Aim –
Give a verbatim quotation of every record.

Data supplied –
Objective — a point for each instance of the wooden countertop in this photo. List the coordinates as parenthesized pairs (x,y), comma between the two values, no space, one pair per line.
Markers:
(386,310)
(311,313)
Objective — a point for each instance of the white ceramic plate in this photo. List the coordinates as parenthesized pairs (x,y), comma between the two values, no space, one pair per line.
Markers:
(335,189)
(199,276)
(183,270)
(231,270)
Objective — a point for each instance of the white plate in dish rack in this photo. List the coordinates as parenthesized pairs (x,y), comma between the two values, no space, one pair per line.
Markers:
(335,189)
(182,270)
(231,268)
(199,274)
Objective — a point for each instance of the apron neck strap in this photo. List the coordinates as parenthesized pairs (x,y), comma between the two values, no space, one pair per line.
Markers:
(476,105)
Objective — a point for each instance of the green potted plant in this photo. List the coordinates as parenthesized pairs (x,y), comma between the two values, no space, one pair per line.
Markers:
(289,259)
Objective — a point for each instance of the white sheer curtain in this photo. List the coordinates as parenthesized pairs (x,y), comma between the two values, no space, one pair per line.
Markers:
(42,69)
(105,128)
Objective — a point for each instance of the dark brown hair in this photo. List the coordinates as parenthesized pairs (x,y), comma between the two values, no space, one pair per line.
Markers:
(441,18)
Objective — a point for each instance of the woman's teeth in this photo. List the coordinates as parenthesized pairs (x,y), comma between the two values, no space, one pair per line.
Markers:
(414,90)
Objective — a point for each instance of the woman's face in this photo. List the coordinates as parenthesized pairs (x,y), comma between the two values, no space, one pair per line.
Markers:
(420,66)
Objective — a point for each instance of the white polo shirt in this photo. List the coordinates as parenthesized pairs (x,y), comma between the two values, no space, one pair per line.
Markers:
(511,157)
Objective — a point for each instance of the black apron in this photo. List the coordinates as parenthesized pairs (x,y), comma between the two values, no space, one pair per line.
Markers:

The reply –
Objective — a point for each instance of the wooden countertop in this photo. List the coordinates as parenthesized pairs (x,y), comma between the two values, no space, one pair per line.
Markers:
(386,310)
(311,313)
Objective — a point for each instance of the white ceramic plate in this photo. List the coordinates as parenthesized pairs (x,y), comma between the two values, no space, one pair per line.
Markers:
(335,189)
(199,276)
(183,270)
(231,270)
Objective — a point for each instance of the white plate in dish rack in this photo. List the coordinates as parenthesized pairs (x,y), comma between the two values, no space, one pair per line.
Markers:
(335,189)
(182,270)
(231,268)
(199,274)
Objective — a point for each instance of the apron neck strap in this photo. List the coordinates as parenthesized pairs (x,y), comma between the two values, no space, one pair per line.
Markers:
(476,105)
Objective — a point for each instance of the green potted plant in this photo. List the coordinates as parenthesized pairs (x,y), comma between the two values, no space, one pair per line.
Markers:
(289,259)
Objective — a point for each instance of the white sheer curtain in this photo. List the coordinates as parenthesized pairs (x,y), comma between the two values, no space, one pair per line.
Markers:
(42,69)
(105,128)
Objective — a point for each instance of the dark brown hair in this photo. List the coordinates as parenthesized pairs (x,y), comma between the two values, no space, one pair per line.
Markers:
(441,18)
Objective — a point for each instance of the woman's teeth in this photo. List the coordinates as parenthesized pairs (x,y), comma between the two values, no space, one pair per line.
Markers:
(414,90)
Objective — a point for each instance of the woman's face in this photo. List the coordinates as parenthesized pairs (x,y), comma between the two values, no space, one pair per line.
Markers:
(420,66)
Objective — a point for each instance of the white polo shirt in this photo. List the coordinates as parenthesized pairs (x,y), comma between the two values, no space, one pair per line.
Markers:
(511,157)
Objective — a point for each instance of the black apron in this photo. List the coordinates as parenthesized pairs (x,y), comma between the two values, no space, one pair per line.
Markers:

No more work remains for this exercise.